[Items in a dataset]

++++

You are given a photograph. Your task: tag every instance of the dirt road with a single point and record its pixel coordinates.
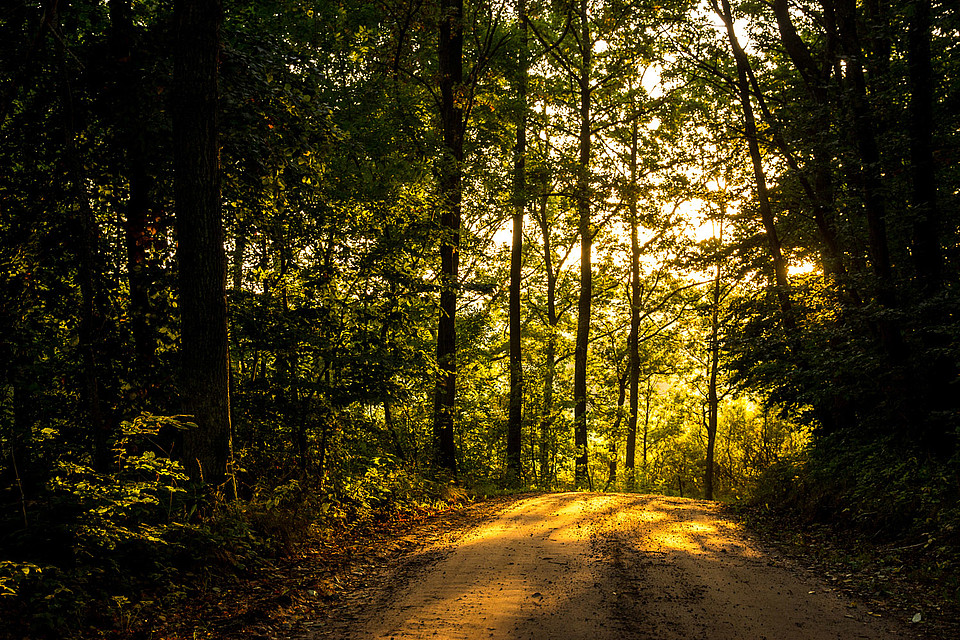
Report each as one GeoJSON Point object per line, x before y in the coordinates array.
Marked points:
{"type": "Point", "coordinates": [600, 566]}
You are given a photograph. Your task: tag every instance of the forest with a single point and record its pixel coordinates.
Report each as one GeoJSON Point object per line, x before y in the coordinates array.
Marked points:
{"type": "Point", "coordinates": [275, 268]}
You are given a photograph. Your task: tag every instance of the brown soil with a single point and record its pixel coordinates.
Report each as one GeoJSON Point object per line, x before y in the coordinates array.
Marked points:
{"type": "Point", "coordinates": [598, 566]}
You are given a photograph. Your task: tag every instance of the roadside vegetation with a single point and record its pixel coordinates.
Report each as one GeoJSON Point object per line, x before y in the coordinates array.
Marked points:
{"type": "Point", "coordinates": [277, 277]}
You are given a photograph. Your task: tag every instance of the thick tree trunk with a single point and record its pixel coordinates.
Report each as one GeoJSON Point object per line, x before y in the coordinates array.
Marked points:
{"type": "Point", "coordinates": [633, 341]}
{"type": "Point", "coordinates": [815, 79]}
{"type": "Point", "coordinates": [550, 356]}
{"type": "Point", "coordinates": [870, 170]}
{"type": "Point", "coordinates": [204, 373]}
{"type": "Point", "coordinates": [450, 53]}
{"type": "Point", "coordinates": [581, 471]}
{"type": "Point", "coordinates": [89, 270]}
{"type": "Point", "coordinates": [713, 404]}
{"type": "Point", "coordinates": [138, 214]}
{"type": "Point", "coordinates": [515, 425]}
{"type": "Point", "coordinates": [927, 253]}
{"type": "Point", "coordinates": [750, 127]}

++++

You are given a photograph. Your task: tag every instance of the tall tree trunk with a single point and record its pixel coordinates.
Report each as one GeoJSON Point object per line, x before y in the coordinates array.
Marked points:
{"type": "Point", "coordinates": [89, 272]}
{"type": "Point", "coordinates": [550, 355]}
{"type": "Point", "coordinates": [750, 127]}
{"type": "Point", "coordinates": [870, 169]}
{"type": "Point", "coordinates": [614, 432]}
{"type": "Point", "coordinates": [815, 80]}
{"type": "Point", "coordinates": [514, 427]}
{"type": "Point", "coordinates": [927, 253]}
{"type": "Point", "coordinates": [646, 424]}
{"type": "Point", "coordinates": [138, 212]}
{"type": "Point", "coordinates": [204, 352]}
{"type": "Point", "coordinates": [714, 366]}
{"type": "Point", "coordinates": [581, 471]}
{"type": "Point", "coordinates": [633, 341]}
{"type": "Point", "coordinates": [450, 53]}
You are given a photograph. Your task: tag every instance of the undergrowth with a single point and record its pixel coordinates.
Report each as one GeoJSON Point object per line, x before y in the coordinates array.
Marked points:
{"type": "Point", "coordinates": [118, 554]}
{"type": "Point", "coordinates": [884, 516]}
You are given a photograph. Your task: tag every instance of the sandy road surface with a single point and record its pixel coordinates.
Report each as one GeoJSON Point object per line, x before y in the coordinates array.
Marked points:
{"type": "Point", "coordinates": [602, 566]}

++++

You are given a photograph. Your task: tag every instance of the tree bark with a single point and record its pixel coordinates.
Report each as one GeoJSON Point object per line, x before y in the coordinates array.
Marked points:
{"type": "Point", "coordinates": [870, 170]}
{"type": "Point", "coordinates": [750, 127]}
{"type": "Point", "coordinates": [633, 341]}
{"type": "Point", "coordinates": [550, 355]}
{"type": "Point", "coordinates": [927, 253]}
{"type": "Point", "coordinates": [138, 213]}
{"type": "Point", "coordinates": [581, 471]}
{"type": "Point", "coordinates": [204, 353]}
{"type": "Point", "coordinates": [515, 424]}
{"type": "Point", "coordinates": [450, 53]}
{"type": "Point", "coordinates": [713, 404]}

++++

■ EXERCISE
Return each line from the data above that contains the string "record".

■ RESULT OF THE EXERCISE
You are given a photograph. Your task: tag every instance of the dirt road with a single point and record its pixel coordinates.
You are given a photograph. Your task: tag every instance of the forest with a single point and record its pixel coordinates.
You are given a photograph. Your task: tag every instance of the brown soil with a single point and record its pixel coordinates.
You are given a photograph. Your task: tag every instance of the roadside vegetation with a single point and record its pixel coordinates.
You are given a photograph. Your task: tag every instance of the thick tree trunk with a single point and record its pixel coordinates.
You are given a photograph. Your task: tag every instance of the tall tree trunk with a single point and record its pixel coordinates.
You are given a photograph. Your task: tag every instance of the undergrowth with a single point and record its pixel coordinates.
You are given a photograph. Your task: tag every instance of the sandy road surface with a single point and record its pixel coordinates.
You are given a photograph. Your task: tag every instance of the tree bark with a single point and record its pixel coordinates.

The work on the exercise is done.